> _Action item_: Transcribe the listing underneath, keeping each word exact and omitting the images.

> _Records to process_:
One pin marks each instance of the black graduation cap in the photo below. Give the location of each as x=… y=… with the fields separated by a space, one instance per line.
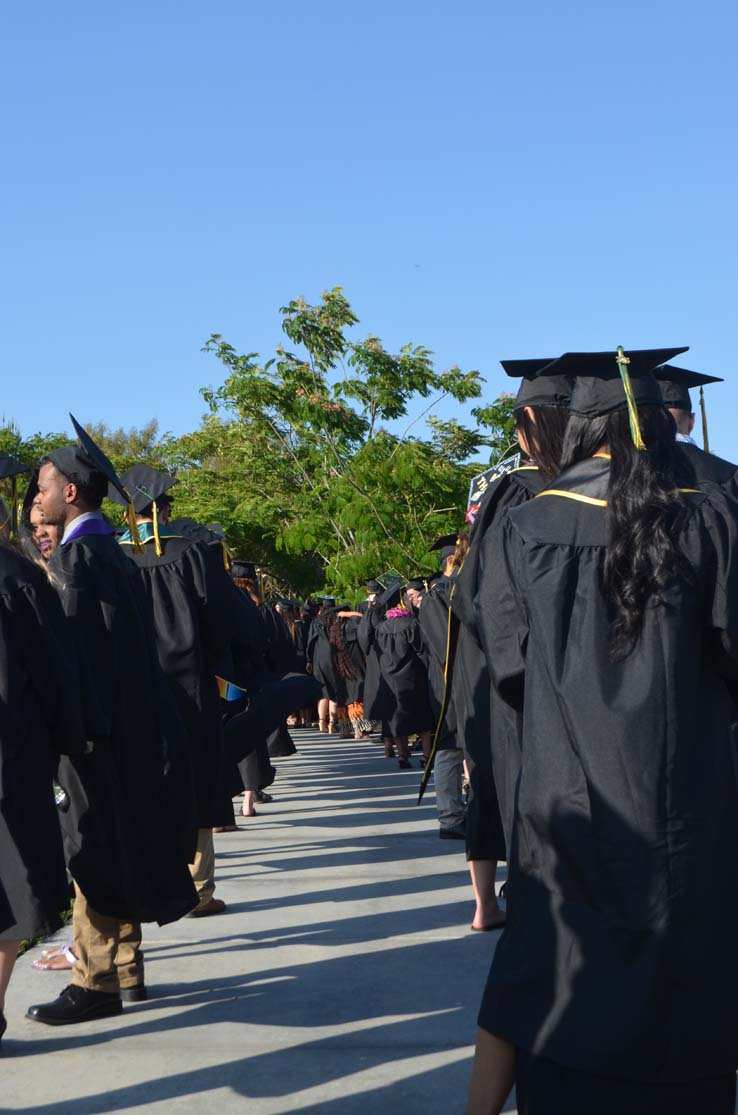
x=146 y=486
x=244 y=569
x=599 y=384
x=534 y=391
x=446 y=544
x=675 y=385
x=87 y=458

> _Answer to the exercise_:
One pin marks each instance of the black graduation cap in the photo below. Give the location of each as x=… y=… with the fields separated by a space, one instance per line.
x=146 y=486
x=244 y=569
x=599 y=384
x=534 y=391
x=446 y=544
x=675 y=385
x=87 y=458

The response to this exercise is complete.